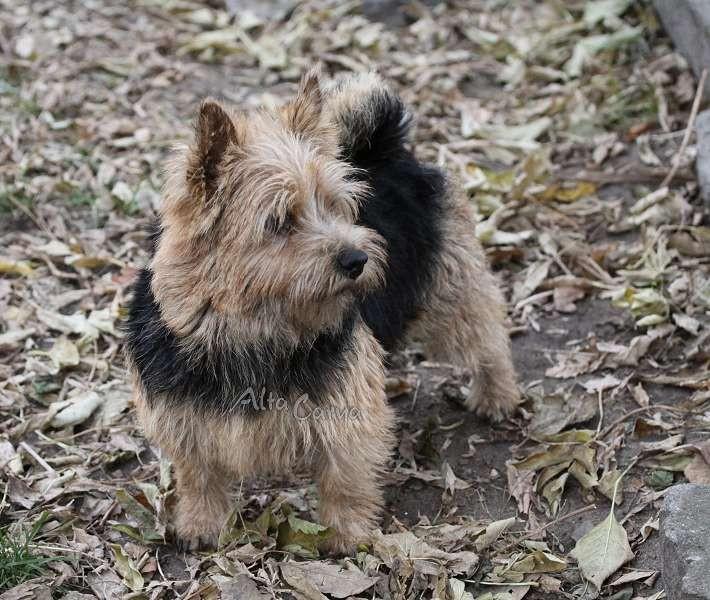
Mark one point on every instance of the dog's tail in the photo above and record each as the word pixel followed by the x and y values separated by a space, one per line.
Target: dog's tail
pixel 372 121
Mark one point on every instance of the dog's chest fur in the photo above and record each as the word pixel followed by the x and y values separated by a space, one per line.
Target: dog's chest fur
pixel 227 378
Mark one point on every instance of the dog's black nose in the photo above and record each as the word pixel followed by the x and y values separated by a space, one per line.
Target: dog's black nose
pixel 352 262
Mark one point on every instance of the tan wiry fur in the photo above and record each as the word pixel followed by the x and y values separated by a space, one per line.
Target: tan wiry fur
pixel 463 322
pixel 219 275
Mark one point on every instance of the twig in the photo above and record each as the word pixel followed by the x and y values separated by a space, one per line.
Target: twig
pixel 601 412
pixel 545 527
pixel 675 165
pixel 33 453
pixel 636 411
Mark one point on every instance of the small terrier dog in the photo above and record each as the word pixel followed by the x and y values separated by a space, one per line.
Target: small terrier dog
pixel 297 247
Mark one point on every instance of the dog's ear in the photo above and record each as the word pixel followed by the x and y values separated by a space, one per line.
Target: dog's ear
pixel 214 132
pixel 303 113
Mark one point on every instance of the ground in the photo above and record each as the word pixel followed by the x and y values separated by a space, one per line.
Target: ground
pixel 566 125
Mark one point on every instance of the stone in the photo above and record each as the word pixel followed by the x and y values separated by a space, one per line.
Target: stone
pixel 702 161
pixel 685 542
pixel 688 24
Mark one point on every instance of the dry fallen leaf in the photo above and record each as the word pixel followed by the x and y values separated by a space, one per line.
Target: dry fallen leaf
pixel 602 551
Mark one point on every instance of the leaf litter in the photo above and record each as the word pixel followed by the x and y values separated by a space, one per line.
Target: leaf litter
pixel 560 120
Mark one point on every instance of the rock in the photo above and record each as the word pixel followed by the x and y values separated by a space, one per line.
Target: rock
pixel 688 24
pixel 702 162
pixel 685 542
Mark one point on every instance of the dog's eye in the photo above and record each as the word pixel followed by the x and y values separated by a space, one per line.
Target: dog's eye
pixel 279 226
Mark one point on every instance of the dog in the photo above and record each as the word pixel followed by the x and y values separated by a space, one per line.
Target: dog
pixel 296 248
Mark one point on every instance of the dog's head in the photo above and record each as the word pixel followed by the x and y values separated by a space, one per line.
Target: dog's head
pixel 258 221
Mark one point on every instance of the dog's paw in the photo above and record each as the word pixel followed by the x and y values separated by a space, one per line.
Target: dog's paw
pixel 495 403
pixel 193 538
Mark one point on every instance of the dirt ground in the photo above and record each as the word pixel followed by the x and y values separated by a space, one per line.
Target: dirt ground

○ ○ ○ ○ ○ ○ ○

WRITTEN EXERCISE: Using the records above, output their complete text exactly, minus any images.

FULL RESPONSE:
Mark one point on every instance of the dog's tail in the photo above and record each as the word pixel followed by the x and y values separated by a space, one per line.
Target: dog's tail
pixel 372 121
Mark one point on every instance of the dog's chest fur in the photo above and record each as the word pixel followed by the x and y values separated by a space, one per line.
Target: dog's chest fur
pixel 227 378
Mark one point on every instance of the dog's black nose in the photo above and record each as the word pixel followed by the x and y values separated by a space, one per line.
Target: dog's black nose
pixel 352 262
Mark one point on every instance of the tan wiry fur in the photo above and record each as the word pixel followed by the x and y values separated by a space, one per line.
Target: tan wiry fur
pixel 463 322
pixel 219 275
Mark one point on every instance of the twig in the photo above and record each as the word pixel followed by the x and y values separated by a space, one per line.
Target: twig
pixel 601 412
pixel 545 527
pixel 675 165
pixel 33 453
pixel 636 411
Mark one point on every instance of the small terrier dog in the photo above and record each as the word pixel followed by the x and y values separated by a space, one per line.
Target: small terrier dog
pixel 297 247
Mark one point on every instance of the dog's ear in the photo above and record each as the word pixel followed by the x and y values separated by a space, one per line.
Target: dog's ear
pixel 214 132
pixel 303 113
Mark one point on every instance of the ground in the photo above and record each as the word pixel followed by the x and y values separated by a space, one per line.
Target: ground
pixel 566 125
Mark one point on every instance of the stone in the photo above and record each as the word pixel followed by the x and y values separated by a space, one per line.
Target: stone
pixel 702 161
pixel 685 542
pixel 688 24
Mark one point on every instance of the dry fallen leaf in the photo above and record each as the word pixel followed by the x and y values separated by a space, one per line.
Target: dry fallen leaf
pixel 602 551
Mark one point on every instance of the leaf litter in the photo above and record each as the word pixel followed by the x and y values separated by a space, one per line.
Target: leaf litter
pixel 560 120
Mark one point on every instance of the rock in the photo above and record each as the word pixel followed by the x and y values separated by a space, one per line.
Target: rock
pixel 688 24
pixel 702 162
pixel 685 542
Mark one point on every instance of the dog's eye in the photo above and record each as the word pixel followed by the x and y values separated by a space, one per line.
Target: dog's eye
pixel 279 226
Mark one point on every instance of the dog in the photo above and record each as the word pixel followed by the x and y values separated by a space, one per line.
Target: dog
pixel 296 248
Mark one point on every instance of the dog's head in the photo above and record each as the word pixel followed by the x and y values separated by a space, one per line.
Target: dog's head
pixel 258 221
Mark one point on every instance of the dog's paw in the photo above and record each as the word pixel followed by the x and y values separated by a space, one per line.
Target: dog's paw
pixel 495 403
pixel 193 538
Mark one point on every instance of the dirt ground in the photo above and record each as the word pixel followed by the x and y values separated by a space, one per line.
Target: dirt ground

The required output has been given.